>> Begin RECORDS

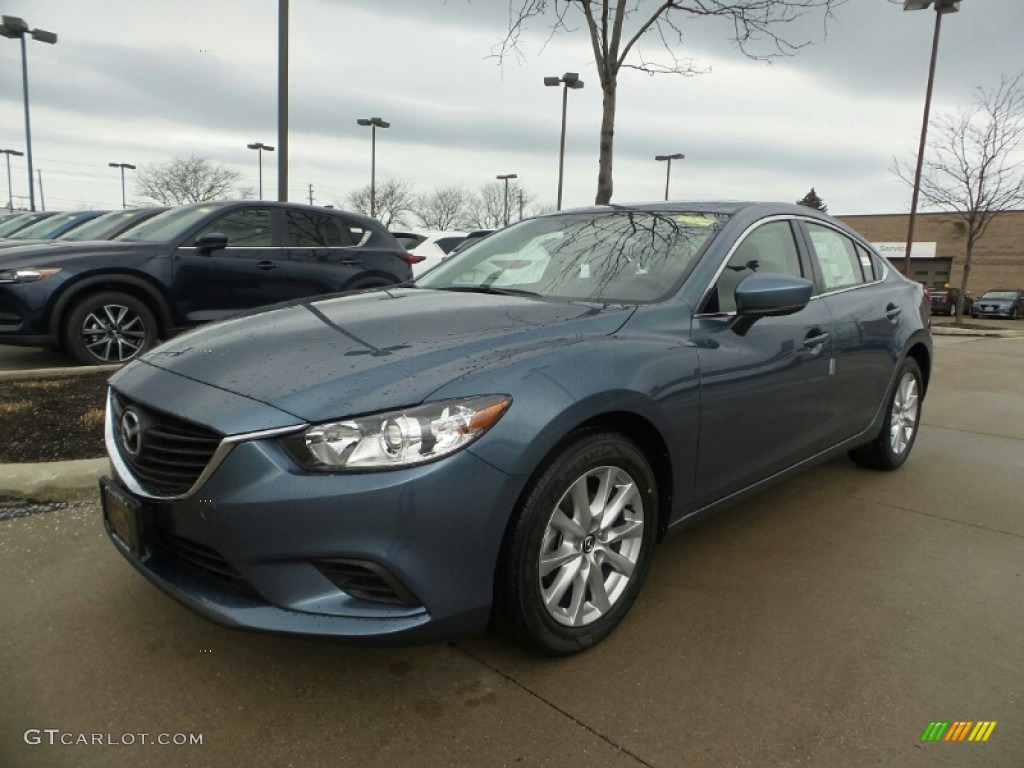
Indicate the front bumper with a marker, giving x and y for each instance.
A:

>> End RECORDS
>> Begin RECORDS

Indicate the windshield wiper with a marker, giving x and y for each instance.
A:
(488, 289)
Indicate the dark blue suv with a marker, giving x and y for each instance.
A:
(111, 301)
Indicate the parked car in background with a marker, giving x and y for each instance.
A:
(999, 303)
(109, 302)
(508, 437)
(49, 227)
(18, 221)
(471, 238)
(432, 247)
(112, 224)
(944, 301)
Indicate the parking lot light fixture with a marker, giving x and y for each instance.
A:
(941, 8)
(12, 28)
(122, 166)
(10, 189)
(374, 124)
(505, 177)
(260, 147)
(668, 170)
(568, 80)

>> End RECORDS

STATED GOAL |
From the items above, pick out every line that contains the string "each" and copy those lines. Case counts when matching.

THE RESPONSE |
Indicate the front bumper with a marker, giving x and y for each instance.
Indicate the windshield wiper with a marker, giving x and y for each instance.
Indicate the dark blue suv with a marker, giving x and y for each instance.
Indicate the parked car in background with a marker, giving x and y for each instance.
Indicate the parking lot light fixture with a marker, giving x and y for each instance.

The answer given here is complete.